■ **Instructions to follow**: What follows is a set of records; repeat all of them exactly.

Object point labels
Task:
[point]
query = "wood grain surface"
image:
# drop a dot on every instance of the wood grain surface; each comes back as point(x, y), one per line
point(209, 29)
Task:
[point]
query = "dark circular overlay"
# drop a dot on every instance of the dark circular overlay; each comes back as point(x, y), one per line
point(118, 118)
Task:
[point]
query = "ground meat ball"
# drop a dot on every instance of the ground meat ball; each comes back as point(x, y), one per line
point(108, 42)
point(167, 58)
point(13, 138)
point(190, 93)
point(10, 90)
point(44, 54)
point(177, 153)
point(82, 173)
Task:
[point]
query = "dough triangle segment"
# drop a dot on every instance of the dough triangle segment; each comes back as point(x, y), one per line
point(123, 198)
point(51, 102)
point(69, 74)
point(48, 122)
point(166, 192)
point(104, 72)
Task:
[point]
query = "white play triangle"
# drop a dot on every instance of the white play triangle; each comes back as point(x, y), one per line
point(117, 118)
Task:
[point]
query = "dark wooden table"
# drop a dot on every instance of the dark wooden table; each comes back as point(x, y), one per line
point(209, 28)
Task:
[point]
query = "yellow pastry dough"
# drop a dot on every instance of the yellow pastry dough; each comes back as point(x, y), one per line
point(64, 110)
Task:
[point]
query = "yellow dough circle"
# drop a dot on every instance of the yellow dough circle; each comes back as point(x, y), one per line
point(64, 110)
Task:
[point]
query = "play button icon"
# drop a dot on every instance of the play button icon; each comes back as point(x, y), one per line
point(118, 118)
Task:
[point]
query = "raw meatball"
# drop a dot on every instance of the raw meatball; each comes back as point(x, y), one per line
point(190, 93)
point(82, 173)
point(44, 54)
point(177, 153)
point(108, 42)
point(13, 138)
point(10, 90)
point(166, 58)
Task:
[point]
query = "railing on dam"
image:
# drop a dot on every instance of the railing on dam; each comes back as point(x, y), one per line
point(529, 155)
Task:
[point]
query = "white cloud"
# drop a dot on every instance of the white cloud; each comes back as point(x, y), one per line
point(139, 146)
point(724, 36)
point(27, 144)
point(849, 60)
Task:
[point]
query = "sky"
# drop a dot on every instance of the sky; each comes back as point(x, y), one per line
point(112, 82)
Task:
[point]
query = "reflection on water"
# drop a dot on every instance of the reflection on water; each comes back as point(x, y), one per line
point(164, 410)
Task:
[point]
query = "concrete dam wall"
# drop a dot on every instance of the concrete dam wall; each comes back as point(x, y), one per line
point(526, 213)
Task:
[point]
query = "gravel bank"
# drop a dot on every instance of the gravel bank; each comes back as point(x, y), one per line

■ **Written solution**:
Task:
[point]
query = "wood grain surface"
image:
# drop a dot on every instance of the wood grain surface; each comes back as point(x, y), one per line
point(209, 29)
Task:
[point]
query = "dark circular overlay"
# drop a dot on every instance of the dark circular overlay; each comes back as point(x, y), one per line
point(118, 118)
Task:
[point]
query = "ground meat ball"
# drop a dot on every instance of the ground meat ball; each comes back as point(x, y), one per line
point(108, 42)
point(167, 58)
point(13, 138)
point(190, 93)
point(10, 90)
point(44, 54)
point(177, 153)
point(82, 173)
Task:
[point]
query = "dough triangle segment"
# drop a dot on every instance of the dough triangle segment; each comes back as point(x, y), one per line
point(123, 198)
point(51, 102)
point(69, 74)
point(48, 122)
point(166, 192)
point(104, 72)
Task:
[point]
query = "white play triangle"
# drop a dot on every instance of the white play triangle; each comes back as point(x, y), one per line
point(117, 118)
Task:
[point]
query = "dark wooden table"
# drop a dot on every instance of the dark wooden table; each comes back as point(x, y), one per line
point(209, 28)
Task:
[point]
query = "yellow pastry dough"
# drop a dot on every instance of the yellow pastry dough; each comes back as point(x, y), one per line
point(64, 110)
Task:
[point]
query = "yellow dough circle"
# drop a dot on every instance of the yellow dough circle; each comes back as point(x, y), one per line
point(64, 110)
Task:
[point]
query = "play button icon"
# drop a dot on every instance of the play button icon; each comes back as point(x, y), one per line
point(118, 118)
Task:
[point]
query = "raw meatball"
# drop a dot on every instance of the raw meatball; each comes back as point(x, y), one per line
point(190, 93)
point(82, 173)
point(44, 54)
point(177, 153)
point(108, 42)
point(13, 138)
point(10, 90)
point(166, 58)
Task:
[point]
query = "railing on dam"
image:
# drop a dot on every instance of the railing on dam; each comes back as point(x, y), one per line
point(529, 155)
Task:
[point]
query = "white cloud"
# drop a dot on every instance of the white cloud; each comes back as point(x, y), one per line
point(139, 146)
point(724, 36)
point(27, 144)
point(849, 60)
Task:
[point]
query = "sky"
# drop a dot on every instance of the sky; each comes back as point(x, y), one per line
point(112, 82)
Task:
[point]
query = "reflection on water"
# drop a dot on every instance of the reflection on water; each comes back as point(x, y), one per line
point(164, 410)
Task:
[point]
query = "concrete dam wall"
# drop a dot on every instance of the concrete dam wall; each comes back as point(x, y), one per line
point(526, 213)
Task:
[point]
query = "gravel bank"
# drop a dot on every instance of the gravel bank; each comes back as point(x, y), one per line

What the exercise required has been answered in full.